Toy example: creating subdatasets
Let’s try to build a nested dataset from scratch. We will stick with the theme set in the previous episodes. This time, our goal is to write a short report on penguins, based on the data made available by Palmer Station Antarctica LTER and dr Kristen Gorman (see also: palmerpenguins R dataset). Let’s say we want to investigate the relationship between flipper length and body mass in three different penguin species.
We will:
- Create a main dataset for our report, and create a subdataset within which to store inputs
- Populate the subdataset with data
- Run an analysis, producing a figure in the main dataset
- Write our “report”
This is the folder structure we’re aiming for:
penguin-report/
├── figures
│ └── lmplot.png
├── inputs
│ ├── adelie.csv
│ ├── chinstrap.csv
│ └── gentoo.csv
├── process.py
├── report.html
└── report.md
Create a dataset within a dataset
Let’s start by creating our main dataset and changing our working directory.

> _STATED PROBLEM 1_: Retype the passage of the penguin report tutorial that begins at the words "This is the" and stops after the words "our working directory.".

Entries drawn from a collection:
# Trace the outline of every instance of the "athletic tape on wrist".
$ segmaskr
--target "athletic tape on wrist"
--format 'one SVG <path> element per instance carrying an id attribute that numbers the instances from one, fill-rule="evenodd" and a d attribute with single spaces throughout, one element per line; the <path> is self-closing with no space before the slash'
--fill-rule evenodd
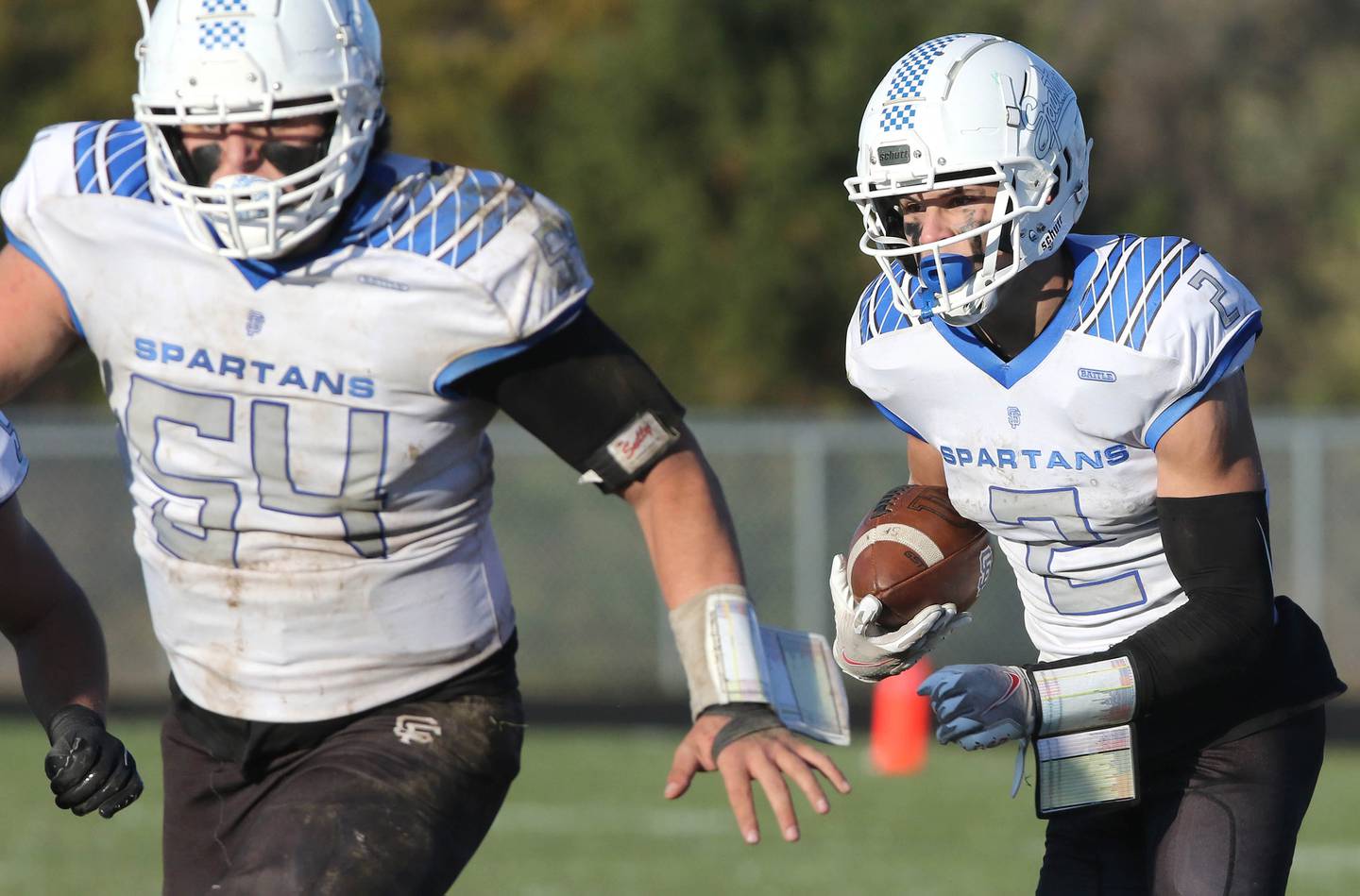
<path id="1" fill-rule="evenodd" d="M 1039 734 L 1111 727 L 1133 719 L 1137 687 L 1127 657 L 1030 669 L 1039 708 Z"/>
<path id="2" fill-rule="evenodd" d="M 740 585 L 719 585 L 670 610 L 690 684 L 690 717 L 710 706 L 770 703 L 756 608 Z"/>
<path id="3" fill-rule="evenodd" d="M 756 731 L 783 727 L 779 714 L 770 708 L 768 703 L 710 706 L 702 715 L 728 717 L 728 723 L 718 729 L 718 736 L 713 738 L 713 761 L 718 761 L 718 753 L 732 744 L 732 741 L 740 740 L 747 734 L 755 734 Z"/>

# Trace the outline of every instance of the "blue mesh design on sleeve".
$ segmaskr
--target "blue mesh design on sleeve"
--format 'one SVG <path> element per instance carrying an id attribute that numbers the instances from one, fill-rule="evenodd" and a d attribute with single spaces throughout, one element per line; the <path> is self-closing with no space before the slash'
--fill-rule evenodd
<path id="1" fill-rule="evenodd" d="M 906 269 L 898 261 L 892 262 L 892 273 L 898 283 L 903 283 L 907 276 Z M 908 286 L 919 290 L 914 281 Z M 879 275 L 869 283 L 860 296 L 860 344 L 864 345 L 874 336 L 883 336 L 894 330 L 911 326 L 911 318 L 902 313 L 892 299 L 892 284 L 885 275 Z"/>
<path id="2" fill-rule="evenodd" d="M 147 133 L 136 121 L 87 121 L 73 144 L 76 188 L 152 201 L 147 177 Z"/>
<path id="3" fill-rule="evenodd" d="M 1122 237 L 1085 288 L 1073 329 L 1142 351 L 1167 292 L 1202 252 L 1178 237 Z"/>
<path id="4" fill-rule="evenodd" d="M 1186 243 L 1176 250 L 1175 258 L 1163 269 L 1156 290 L 1144 302 L 1142 314 L 1134 321 L 1133 329 L 1129 332 L 1129 339 L 1125 343 L 1126 345 L 1142 351 L 1142 344 L 1148 339 L 1148 330 L 1152 328 L 1152 321 L 1156 320 L 1157 311 L 1161 310 L 1167 292 L 1185 276 L 1190 265 L 1194 264 L 1194 260 L 1202 253 L 1204 249 L 1195 243 Z"/>
<path id="5" fill-rule="evenodd" d="M 396 186 L 408 200 L 362 241 L 461 266 L 533 199 L 533 190 L 503 174 L 432 166 L 428 175 Z"/>
<path id="6" fill-rule="evenodd" d="M 76 128 L 75 169 L 76 189 L 82 193 L 99 192 L 99 166 L 94 159 L 95 143 L 99 139 L 102 121 L 87 121 Z"/>

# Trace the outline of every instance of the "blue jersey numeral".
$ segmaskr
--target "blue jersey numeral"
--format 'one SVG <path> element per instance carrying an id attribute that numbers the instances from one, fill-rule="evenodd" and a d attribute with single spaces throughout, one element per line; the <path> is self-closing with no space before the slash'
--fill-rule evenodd
<path id="1" fill-rule="evenodd" d="M 1065 616 L 1089 616 L 1138 606 L 1148 593 L 1137 570 L 1104 579 L 1081 582 L 1053 571 L 1055 555 L 1081 551 L 1110 538 L 1091 528 L 1081 513 L 1076 487 L 1013 489 L 991 485 L 991 517 L 997 522 L 1053 532 L 1053 541 L 1025 545 L 1025 567 L 1043 578 L 1049 602 Z"/>

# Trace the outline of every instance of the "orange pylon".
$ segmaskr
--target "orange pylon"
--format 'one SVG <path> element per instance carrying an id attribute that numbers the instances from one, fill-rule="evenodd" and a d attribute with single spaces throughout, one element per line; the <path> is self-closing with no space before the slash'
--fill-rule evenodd
<path id="1" fill-rule="evenodd" d="M 914 775 L 926 764 L 930 744 L 930 700 L 917 688 L 930 674 L 930 664 L 917 665 L 873 685 L 869 719 L 869 763 L 880 775 Z"/>

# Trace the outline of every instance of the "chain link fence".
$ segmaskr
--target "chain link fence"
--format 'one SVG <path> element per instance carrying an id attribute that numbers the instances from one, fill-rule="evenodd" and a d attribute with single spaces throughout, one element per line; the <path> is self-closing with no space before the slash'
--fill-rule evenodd
<path id="1" fill-rule="evenodd" d="M 90 594 L 109 644 L 116 706 L 154 707 L 167 665 L 151 630 L 132 551 L 131 498 L 105 412 L 18 408 L 31 458 L 23 507 Z M 907 477 L 895 430 L 865 416 L 694 415 L 736 518 L 752 596 L 766 623 L 831 634 L 830 557 L 888 487 Z M 1261 415 L 1272 485 L 1277 587 L 1316 619 L 1344 680 L 1360 681 L 1360 417 Z M 656 706 L 684 718 L 684 677 L 632 514 L 617 498 L 577 485 L 533 438 L 492 426 L 492 521 L 520 617 L 526 700 L 608 717 Z M 975 621 L 934 659 L 1034 658 L 1020 601 L 1000 563 Z M 608 649 L 608 650 L 605 650 Z M 604 657 L 608 655 L 608 659 Z M 866 688 L 847 683 L 857 702 Z M 1360 707 L 1352 691 L 1342 700 Z M 0 702 L 22 702 L 12 650 L 0 649 Z"/>

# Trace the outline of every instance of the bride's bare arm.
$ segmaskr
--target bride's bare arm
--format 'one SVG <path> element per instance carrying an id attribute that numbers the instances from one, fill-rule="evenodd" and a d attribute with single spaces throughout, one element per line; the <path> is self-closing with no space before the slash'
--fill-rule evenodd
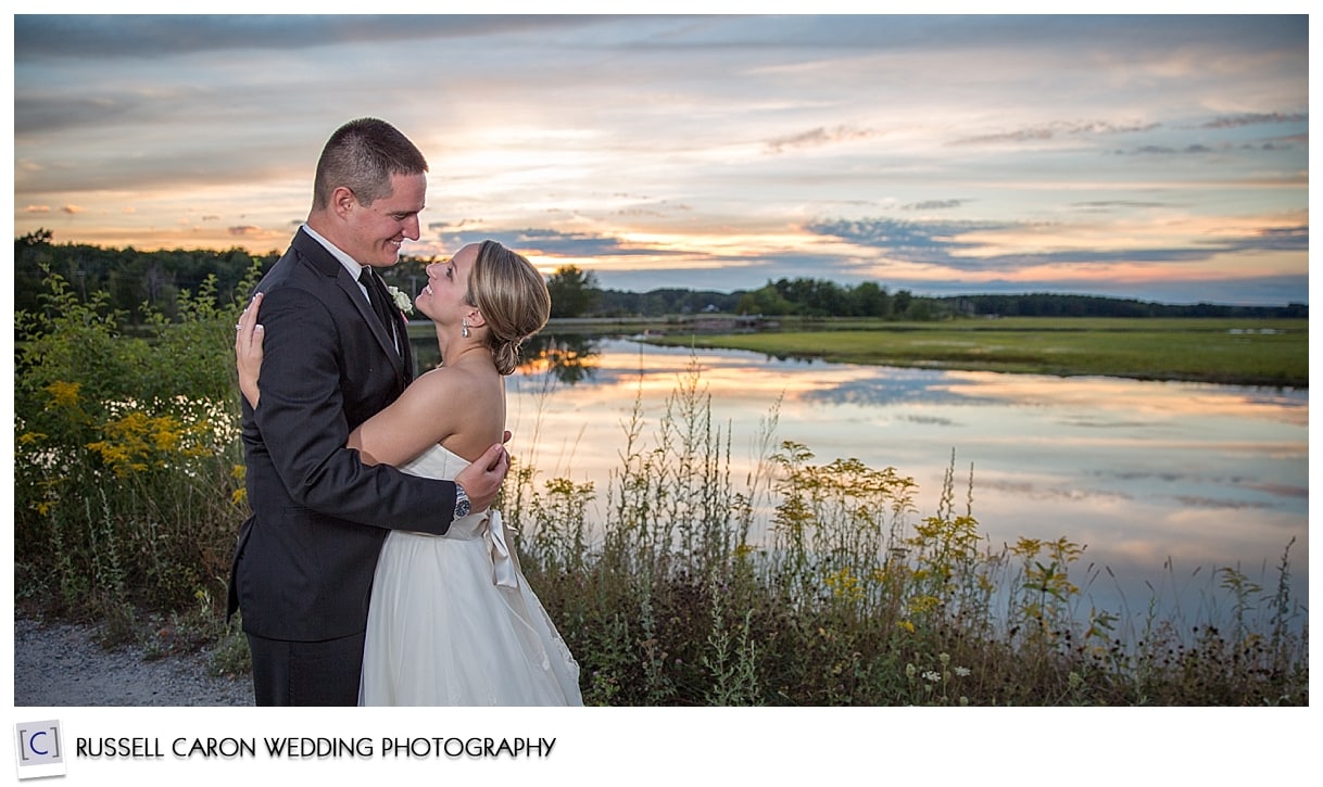
<path id="1" fill-rule="evenodd" d="M 398 467 L 454 434 L 459 427 L 454 381 L 431 372 L 414 380 L 400 398 L 349 433 L 349 447 L 368 464 Z"/>
<path id="2" fill-rule="evenodd" d="M 262 397 L 258 381 L 262 372 L 265 335 L 257 321 L 261 306 L 262 294 L 258 294 L 239 316 L 234 337 L 239 390 L 254 409 Z M 463 382 L 460 376 L 446 380 L 441 374 L 425 374 L 393 405 L 356 429 L 349 435 L 348 447 L 357 448 L 366 464 L 398 467 L 409 462 L 458 430 L 455 414 L 460 407 L 455 406 L 456 402 L 483 401 L 482 395 L 463 392 L 460 385 Z M 503 440 L 509 440 L 509 436 L 507 431 Z M 495 499 L 508 467 L 509 459 L 504 447 L 493 443 L 456 476 L 455 480 L 464 485 L 475 511 L 487 508 Z"/>

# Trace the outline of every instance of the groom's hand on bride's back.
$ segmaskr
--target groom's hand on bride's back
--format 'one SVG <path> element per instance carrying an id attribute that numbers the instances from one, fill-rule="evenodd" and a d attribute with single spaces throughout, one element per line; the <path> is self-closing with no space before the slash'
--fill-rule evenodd
<path id="1" fill-rule="evenodd" d="M 509 439 L 509 433 L 505 433 L 505 439 Z M 487 511 L 491 508 L 493 500 L 496 500 L 496 493 L 500 492 L 500 484 L 505 480 L 505 474 L 509 471 L 509 454 L 505 451 L 504 444 L 496 444 L 487 448 L 487 452 L 478 458 L 476 462 L 460 471 L 455 476 L 455 483 L 464 487 L 464 492 L 468 495 L 470 503 L 472 503 L 472 509 Z"/>

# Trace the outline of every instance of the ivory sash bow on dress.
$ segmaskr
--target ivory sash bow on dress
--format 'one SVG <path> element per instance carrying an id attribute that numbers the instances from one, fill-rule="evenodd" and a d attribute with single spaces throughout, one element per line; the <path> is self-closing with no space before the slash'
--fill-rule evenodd
<path id="1" fill-rule="evenodd" d="M 487 546 L 492 556 L 492 582 L 501 587 L 517 589 L 519 571 L 509 554 L 509 545 L 505 542 L 505 525 L 501 522 L 499 511 L 487 516 Z"/>

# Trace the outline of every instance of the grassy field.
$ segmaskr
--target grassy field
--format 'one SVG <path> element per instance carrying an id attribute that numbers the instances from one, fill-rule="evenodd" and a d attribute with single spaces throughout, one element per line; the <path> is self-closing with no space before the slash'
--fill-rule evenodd
<path id="1" fill-rule="evenodd" d="M 1106 374 L 1308 388 L 1307 320 L 1003 317 L 945 323 L 783 321 L 753 333 L 693 328 L 654 344 L 775 357 L 1033 374 Z"/>

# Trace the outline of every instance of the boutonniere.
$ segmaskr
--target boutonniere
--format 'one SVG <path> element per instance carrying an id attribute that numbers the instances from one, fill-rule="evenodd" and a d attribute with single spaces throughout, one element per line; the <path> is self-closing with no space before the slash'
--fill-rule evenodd
<path id="1" fill-rule="evenodd" d="M 390 299 L 396 302 L 396 308 L 406 315 L 413 313 L 413 299 L 400 291 L 400 287 L 393 287 L 386 284 L 386 292 L 390 294 Z"/>

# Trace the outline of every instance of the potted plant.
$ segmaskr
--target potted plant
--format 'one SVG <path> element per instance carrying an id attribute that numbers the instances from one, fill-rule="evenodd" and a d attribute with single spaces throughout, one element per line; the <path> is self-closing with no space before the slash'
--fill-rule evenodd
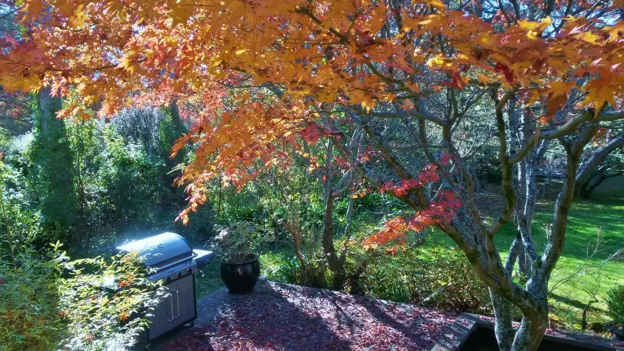
<path id="1" fill-rule="evenodd" d="M 268 240 L 263 230 L 247 220 L 217 230 L 209 245 L 220 257 L 221 279 L 231 294 L 253 290 L 260 276 L 257 252 Z"/>

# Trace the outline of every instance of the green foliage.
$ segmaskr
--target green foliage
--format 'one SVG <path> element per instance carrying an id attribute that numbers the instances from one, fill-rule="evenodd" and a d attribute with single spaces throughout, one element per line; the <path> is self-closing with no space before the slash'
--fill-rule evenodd
<path id="1" fill-rule="evenodd" d="M 325 260 L 313 259 L 305 262 L 305 267 L 302 267 L 296 256 L 285 259 L 281 265 L 268 272 L 268 277 L 291 284 L 329 289 L 331 286 L 332 275 Z"/>
<path id="2" fill-rule="evenodd" d="M 0 350 L 54 350 L 64 330 L 57 314 L 59 261 L 6 238 L 0 251 Z"/>
<path id="3" fill-rule="evenodd" d="M 47 104 L 47 108 L 52 112 L 61 107 L 57 99 L 41 103 Z M 56 119 L 53 113 L 35 113 L 34 121 L 34 139 L 28 150 L 28 187 L 46 229 L 37 238 L 38 245 L 43 247 L 46 243 L 64 240 L 78 223 L 79 215 L 72 172 L 74 152 L 67 139 L 65 122 Z"/>
<path id="4" fill-rule="evenodd" d="M 624 285 L 616 285 L 607 295 L 609 314 L 615 323 L 624 326 Z"/>
<path id="5" fill-rule="evenodd" d="M 218 229 L 208 246 L 221 257 L 228 259 L 233 255 L 256 253 L 270 241 L 271 238 L 265 230 L 248 220 L 239 220 Z"/>
<path id="6" fill-rule="evenodd" d="M 164 294 L 145 279 L 142 260 L 131 253 L 64 265 L 71 272 L 59 287 L 59 307 L 67 322 L 64 349 L 121 351 L 135 344 L 149 310 Z"/>
<path id="7" fill-rule="evenodd" d="M 491 312 L 487 289 L 457 249 L 432 245 L 374 258 L 362 279 L 374 297 L 453 312 Z"/>

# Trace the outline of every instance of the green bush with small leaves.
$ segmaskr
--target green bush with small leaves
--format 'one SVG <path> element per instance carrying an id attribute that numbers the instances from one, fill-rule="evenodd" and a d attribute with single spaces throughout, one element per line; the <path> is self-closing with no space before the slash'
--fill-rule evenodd
<path id="1" fill-rule="evenodd" d="M 123 351 L 148 325 L 151 309 L 163 297 L 148 280 L 136 252 L 67 262 L 59 285 L 60 314 L 67 322 L 61 349 Z"/>
<path id="2" fill-rule="evenodd" d="M 42 255 L 8 240 L 2 244 L 0 351 L 55 350 L 64 328 L 58 315 L 56 252 Z"/>
<path id="3" fill-rule="evenodd" d="M 607 306 L 613 322 L 624 326 L 624 285 L 617 285 L 607 293 Z"/>

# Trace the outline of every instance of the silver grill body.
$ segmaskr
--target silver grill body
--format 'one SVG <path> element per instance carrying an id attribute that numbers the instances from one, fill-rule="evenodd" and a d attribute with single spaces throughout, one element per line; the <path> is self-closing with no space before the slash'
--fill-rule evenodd
<path id="1" fill-rule="evenodd" d="M 193 250 L 175 233 L 166 232 L 117 247 L 120 253 L 137 252 L 150 272 L 147 279 L 161 281 L 163 299 L 147 317 L 149 325 L 139 335 L 141 344 L 150 344 L 175 328 L 197 318 L 195 272 L 212 260 L 211 251 Z"/>

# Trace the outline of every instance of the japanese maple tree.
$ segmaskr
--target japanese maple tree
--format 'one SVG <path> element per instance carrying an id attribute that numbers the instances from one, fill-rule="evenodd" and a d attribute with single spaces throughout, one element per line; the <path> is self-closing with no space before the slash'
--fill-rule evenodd
<path id="1" fill-rule="evenodd" d="M 577 171 L 589 162 L 585 146 L 624 119 L 622 0 L 16 6 L 25 31 L 1 40 L 6 90 L 46 86 L 66 97 L 59 117 L 79 119 L 94 107 L 110 116 L 142 94 L 152 103 L 175 101 L 183 113 L 187 102 L 201 102 L 186 111 L 195 124 L 173 148 L 198 146 L 179 179 L 190 200 L 182 220 L 207 200 L 215 177 L 242 186 L 263 169 L 287 166 L 283 146 L 303 154 L 305 142 L 329 139 L 348 172 L 414 211 L 389 220 L 366 244 L 437 227 L 489 287 L 500 349 L 537 349 Z M 492 122 L 492 133 L 470 127 L 477 116 Z M 467 141 L 481 137 L 498 150 L 502 174 L 505 201 L 493 221 L 474 200 Z M 565 176 L 539 252 L 530 226 L 535 171 L 553 143 L 565 151 Z M 417 154 L 427 164 L 414 164 Z M 426 191 L 432 184 L 437 190 Z M 519 234 L 504 260 L 495 238 L 512 217 Z M 512 278 L 517 261 L 526 284 Z M 522 314 L 516 331 L 512 305 Z"/>

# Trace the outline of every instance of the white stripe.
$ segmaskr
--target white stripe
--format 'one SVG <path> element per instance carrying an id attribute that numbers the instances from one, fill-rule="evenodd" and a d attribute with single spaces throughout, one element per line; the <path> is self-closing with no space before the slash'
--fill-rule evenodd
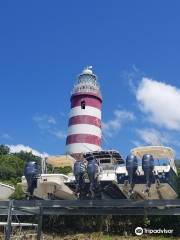
<path id="1" fill-rule="evenodd" d="M 86 106 L 85 109 L 81 109 L 81 106 L 71 108 L 69 118 L 80 115 L 89 115 L 101 119 L 101 111 L 97 108 Z"/>
<path id="2" fill-rule="evenodd" d="M 101 129 L 90 124 L 74 124 L 68 128 L 68 136 L 72 134 L 91 134 L 101 138 Z"/>
<path id="3" fill-rule="evenodd" d="M 89 144 L 89 143 L 72 143 L 66 145 L 66 152 L 68 154 L 72 153 L 85 153 L 89 151 L 98 151 L 101 150 L 100 146 Z"/>

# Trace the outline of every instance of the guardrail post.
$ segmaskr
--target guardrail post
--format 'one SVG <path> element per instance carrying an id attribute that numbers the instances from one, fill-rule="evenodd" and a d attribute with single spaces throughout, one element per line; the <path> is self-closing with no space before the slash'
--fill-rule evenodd
<path id="1" fill-rule="evenodd" d="M 39 220 L 38 220 L 37 240 L 41 240 L 42 221 L 43 221 L 43 207 L 41 206 L 41 207 L 39 208 Z"/>
<path id="2" fill-rule="evenodd" d="M 9 201 L 7 225 L 5 227 L 5 240 L 11 239 L 11 221 L 12 221 L 13 200 Z"/>

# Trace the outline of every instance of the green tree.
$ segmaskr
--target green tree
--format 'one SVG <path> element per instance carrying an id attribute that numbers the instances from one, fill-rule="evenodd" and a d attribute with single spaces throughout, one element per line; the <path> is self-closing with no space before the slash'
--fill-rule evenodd
<path id="1" fill-rule="evenodd" d="M 10 149 L 8 146 L 1 144 L 0 145 L 0 156 L 9 154 Z"/>
<path id="2" fill-rule="evenodd" d="M 0 156 L 0 180 L 13 184 L 21 181 L 24 163 L 23 159 L 14 155 Z"/>

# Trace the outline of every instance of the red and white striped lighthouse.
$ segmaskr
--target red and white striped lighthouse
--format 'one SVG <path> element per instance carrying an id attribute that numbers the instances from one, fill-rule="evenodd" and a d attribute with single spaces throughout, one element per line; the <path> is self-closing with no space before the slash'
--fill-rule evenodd
<path id="1" fill-rule="evenodd" d="M 102 98 L 91 69 L 87 67 L 78 76 L 71 95 L 66 152 L 75 158 L 101 149 Z"/>

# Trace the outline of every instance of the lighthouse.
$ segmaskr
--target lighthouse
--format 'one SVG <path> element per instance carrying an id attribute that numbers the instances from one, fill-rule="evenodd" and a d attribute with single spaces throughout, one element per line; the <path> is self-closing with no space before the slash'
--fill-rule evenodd
<path id="1" fill-rule="evenodd" d="M 71 93 L 66 153 L 75 159 L 101 149 L 101 105 L 97 76 L 90 66 L 78 75 Z"/>

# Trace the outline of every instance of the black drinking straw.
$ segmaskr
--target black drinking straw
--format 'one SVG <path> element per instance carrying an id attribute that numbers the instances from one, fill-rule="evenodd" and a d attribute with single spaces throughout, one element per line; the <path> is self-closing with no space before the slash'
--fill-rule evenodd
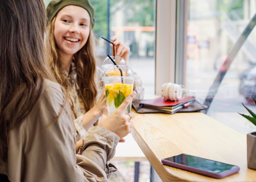
<path id="1" fill-rule="evenodd" d="M 105 39 L 105 38 L 104 38 L 103 37 L 101 37 L 101 38 L 102 38 L 103 39 L 104 39 L 105 40 L 108 41 L 108 42 L 109 42 L 110 44 L 112 44 L 112 45 L 113 45 L 113 51 L 114 52 L 114 59 L 115 59 L 115 45 L 114 45 L 114 44 L 113 44 L 113 42 L 110 42 L 109 40 L 108 40 L 107 39 Z"/>
<path id="2" fill-rule="evenodd" d="M 110 56 L 108 54 L 108 57 L 109 57 L 109 59 L 110 59 L 110 60 L 112 61 L 112 62 L 113 62 L 113 63 L 114 63 L 114 64 L 115 64 L 116 66 L 117 66 L 117 68 L 120 71 L 120 73 L 121 74 L 121 81 L 122 82 L 122 84 L 124 84 L 124 79 L 123 78 L 123 72 L 122 72 L 122 70 L 121 70 L 121 68 L 120 68 L 120 67 L 118 66 L 118 65 L 117 65 L 117 63 L 116 63 L 116 61 L 114 61 L 112 59 L 112 58 L 111 58 L 111 57 L 110 57 Z"/>

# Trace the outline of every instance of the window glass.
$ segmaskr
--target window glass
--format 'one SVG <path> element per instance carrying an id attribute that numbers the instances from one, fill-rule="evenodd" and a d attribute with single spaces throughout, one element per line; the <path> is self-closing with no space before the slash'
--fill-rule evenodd
<path id="1" fill-rule="evenodd" d="M 240 132 L 255 130 L 238 112 L 247 114 L 241 103 L 256 111 L 256 29 L 233 61 L 227 57 L 256 12 L 256 0 L 190 0 L 189 7 L 187 87 L 202 103 L 217 92 L 207 114 Z"/>
<path id="2" fill-rule="evenodd" d="M 155 93 L 155 18 L 154 0 L 90 0 L 95 9 L 94 31 L 97 39 L 96 54 L 100 66 L 111 53 L 108 38 L 116 35 L 130 47 L 128 65 L 142 80 L 146 94 Z M 109 6 L 108 6 L 108 2 Z"/>

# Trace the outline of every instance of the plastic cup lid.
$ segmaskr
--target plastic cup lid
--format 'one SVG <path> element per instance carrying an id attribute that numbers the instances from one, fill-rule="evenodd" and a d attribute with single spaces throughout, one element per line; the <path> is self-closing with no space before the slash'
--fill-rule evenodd
<path id="1" fill-rule="evenodd" d="M 114 64 L 110 66 L 105 71 L 102 77 L 102 80 L 111 80 L 122 78 L 124 80 L 135 81 L 133 71 L 129 66 L 126 65 L 117 65 L 122 71 L 123 76 L 116 65 Z"/>

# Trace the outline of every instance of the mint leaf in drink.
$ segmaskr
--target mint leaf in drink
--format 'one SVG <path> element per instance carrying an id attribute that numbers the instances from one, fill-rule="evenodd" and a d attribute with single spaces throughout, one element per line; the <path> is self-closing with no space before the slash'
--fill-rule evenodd
<path id="1" fill-rule="evenodd" d="M 122 92 L 119 91 L 119 93 L 117 94 L 117 97 L 115 98 L 115 107 L 116 108 L 118 107 L 121 105 L 125 99 L 125 96 L 124 94 Z"/>
<path id="2" fill-rule="evenodd" d="M 109 90 L 108 90 L 108 89 L 106 90 L 105 91 L 106 93 L 106 97 L 107 97 L 108 96 L 108 94 L 109 94 Z"/>

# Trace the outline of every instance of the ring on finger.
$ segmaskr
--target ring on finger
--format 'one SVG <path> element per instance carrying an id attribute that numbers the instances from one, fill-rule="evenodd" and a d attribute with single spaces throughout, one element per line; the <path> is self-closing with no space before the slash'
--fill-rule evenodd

> _STATED PROBLEM 2_: Update the listing's lines from the line that has "# Trace the outline of every instance of the green foliage." through the line that has "350 L 54 350", replacing "green foliage" with "green leaves" and leaving everything else unchanged. Give only those lines.

> _EXERCISE OUTPUT 1_:
This is the folder structure we’re aiming for:
penguin-report/
├── figures
│ └── lmplot.png
├── inputs
│ ├── adelie.csv
│ ├── chinstrap.csv
│ └── gentoo.csv
├── process.py
├── report.html
└── report.md
Create a dataset within a dataset
Let’s start by creating our main dataset and changing our working directory.

> _EXERCISE OUTPUT 2_:
# Trace the outline of every instance of the green leaves.
$ segmaskr
--target green leaves
--format 'one SVG <path> element per instance carrying an id attribute that numbers the instances from one, fill-rule="evenodd" and a d attribute with single spaces throughout, one element per line; the <path> is self-closing with no space before the slash'
--fill-rule evenodd
<path id="1" fill-rule="evenodd" d="M 325 260 L 313 259 L 305 262 L 305 267 L 302 267 L 296 256 L 285 259 L 281 265 L 268 272 L 268 277 L 291 284 L 329 289 L 331 286 L 332 275 Z"/>
<path id="2" fill-rule="evenodd" d="M 0 350 L 54 350 L 64 330 L 57 314 L 59 261 L 6 238 L 0 251 Z"/>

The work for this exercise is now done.